> Task details: Reproduce the lines of the entries below exactly, starting with the line that contains "the dry branch" and going on through the last line of the entries.

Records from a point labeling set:
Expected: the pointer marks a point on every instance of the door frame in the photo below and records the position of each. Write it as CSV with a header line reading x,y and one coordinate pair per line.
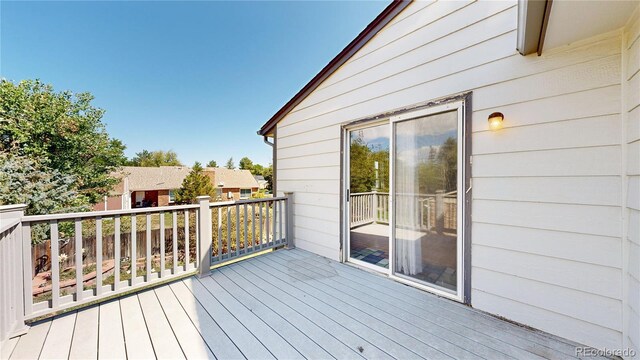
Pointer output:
x,y
464,103
346,217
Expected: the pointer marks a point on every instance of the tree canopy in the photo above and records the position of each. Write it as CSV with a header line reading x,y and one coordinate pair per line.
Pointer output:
x,y
195,184
55,133
155,158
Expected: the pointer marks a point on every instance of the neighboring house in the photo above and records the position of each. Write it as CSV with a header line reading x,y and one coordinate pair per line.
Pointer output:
x,y
538,222
262,183
232,184
145,187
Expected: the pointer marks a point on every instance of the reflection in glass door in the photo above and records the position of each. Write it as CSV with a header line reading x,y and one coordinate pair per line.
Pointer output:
x,y
426,183
368,199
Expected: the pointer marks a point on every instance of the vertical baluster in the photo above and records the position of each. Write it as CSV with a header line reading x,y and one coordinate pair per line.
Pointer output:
x,y
116,253
266,206
237,229
55,266
134,250
274,238
246,233
253,226
175,242
186,240
196,229
163,250
148,255
220,249
27,267
79,282
228,209
280,213
99,256
260,224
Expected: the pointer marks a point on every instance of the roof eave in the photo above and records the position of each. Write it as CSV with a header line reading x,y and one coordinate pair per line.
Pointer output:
x,y
369,32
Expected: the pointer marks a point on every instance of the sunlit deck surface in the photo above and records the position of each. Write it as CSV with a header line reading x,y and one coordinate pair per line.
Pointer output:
x,y
286,304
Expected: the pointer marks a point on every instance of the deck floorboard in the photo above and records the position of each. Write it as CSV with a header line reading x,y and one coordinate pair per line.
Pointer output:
x,y
283,305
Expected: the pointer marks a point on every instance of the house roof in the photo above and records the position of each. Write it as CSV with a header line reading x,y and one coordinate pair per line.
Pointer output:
x,y
154,178
235,178
369,32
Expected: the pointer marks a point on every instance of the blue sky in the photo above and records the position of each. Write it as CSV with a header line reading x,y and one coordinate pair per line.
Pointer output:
x,y
198,78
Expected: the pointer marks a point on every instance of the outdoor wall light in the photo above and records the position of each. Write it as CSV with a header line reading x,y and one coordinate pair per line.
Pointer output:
x,y
495,121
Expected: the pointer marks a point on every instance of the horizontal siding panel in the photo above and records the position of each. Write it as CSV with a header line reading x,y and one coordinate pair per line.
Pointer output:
x,y
310,148
633,92
634,226
565,162
582,219
365,102
311,186
602,101
633,125
324,200
315,248
326,227
633,193
419,30
561,325
598,131
329,173
317,212
634,260
593,249
633,60
601,190
452,53
594,279
312,161
588,75
633,158
319,243
597,310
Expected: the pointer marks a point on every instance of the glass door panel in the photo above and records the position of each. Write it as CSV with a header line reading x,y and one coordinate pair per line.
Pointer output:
x,y
426,181
368,199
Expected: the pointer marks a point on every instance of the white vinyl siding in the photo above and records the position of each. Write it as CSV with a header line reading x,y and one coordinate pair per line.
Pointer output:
x,y
245,193
547,196
631,131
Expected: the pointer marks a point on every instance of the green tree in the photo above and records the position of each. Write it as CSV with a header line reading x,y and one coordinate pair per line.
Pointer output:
x,y
230,165
246,164
155,158
60,131
195,184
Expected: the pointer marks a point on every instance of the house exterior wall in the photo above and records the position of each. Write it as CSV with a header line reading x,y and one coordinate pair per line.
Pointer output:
x,y
631,141
547,189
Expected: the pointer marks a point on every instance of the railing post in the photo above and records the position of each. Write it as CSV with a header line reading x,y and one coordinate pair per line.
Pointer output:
x,y
13,279
205,237
289,221
375,206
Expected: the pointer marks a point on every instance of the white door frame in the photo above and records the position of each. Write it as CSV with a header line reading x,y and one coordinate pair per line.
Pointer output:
x,y
462,263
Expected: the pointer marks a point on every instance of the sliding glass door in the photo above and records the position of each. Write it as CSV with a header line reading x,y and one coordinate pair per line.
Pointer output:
x,y
427,201
404,186
368,173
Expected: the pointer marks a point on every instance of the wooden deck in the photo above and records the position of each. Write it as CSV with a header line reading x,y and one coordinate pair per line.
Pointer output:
x,y
287,304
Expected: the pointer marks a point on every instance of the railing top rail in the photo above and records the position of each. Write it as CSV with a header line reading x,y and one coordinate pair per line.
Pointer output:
x,y
108,213
8,225
249,201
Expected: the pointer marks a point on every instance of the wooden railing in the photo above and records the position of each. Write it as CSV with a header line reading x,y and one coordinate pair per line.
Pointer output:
x,y
423,211
11,304
161,243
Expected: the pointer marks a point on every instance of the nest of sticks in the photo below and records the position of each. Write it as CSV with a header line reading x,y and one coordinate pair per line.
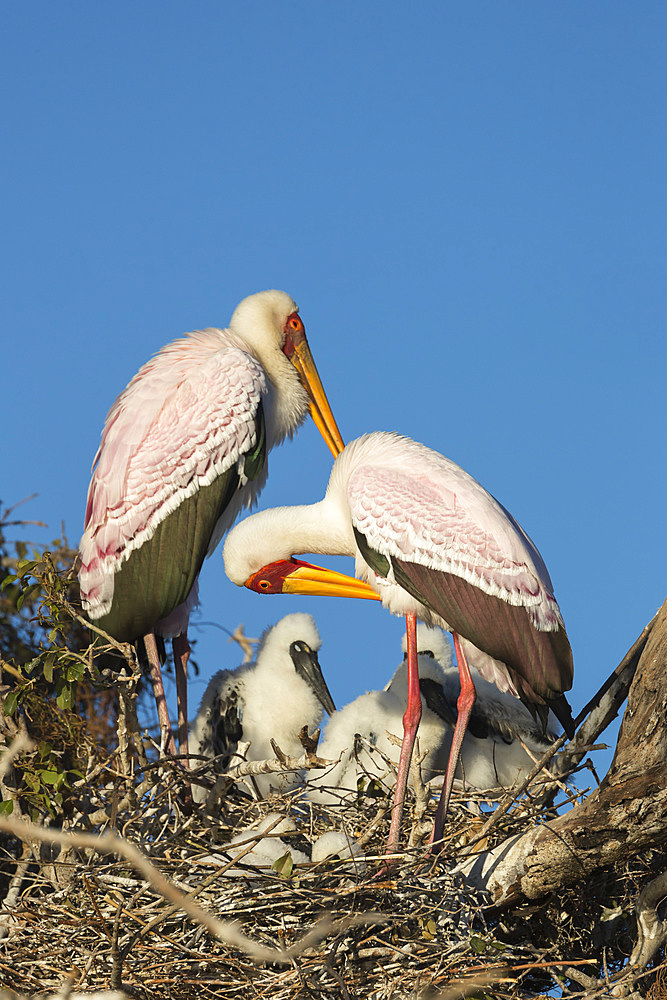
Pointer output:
x,y
138,891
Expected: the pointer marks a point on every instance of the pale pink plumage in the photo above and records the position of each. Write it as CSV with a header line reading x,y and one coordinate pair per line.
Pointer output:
x,y
185,418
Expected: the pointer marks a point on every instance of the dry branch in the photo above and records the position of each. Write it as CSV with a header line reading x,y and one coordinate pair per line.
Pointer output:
x,y
624,816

> Correct response:
Expected: the pointer marks a point on every instance of the dry branch in the photo above and records the position of each. Write it as CSV with a header line reading x,y and one coordinate pair per line.
Pointer output:
x,y
624,816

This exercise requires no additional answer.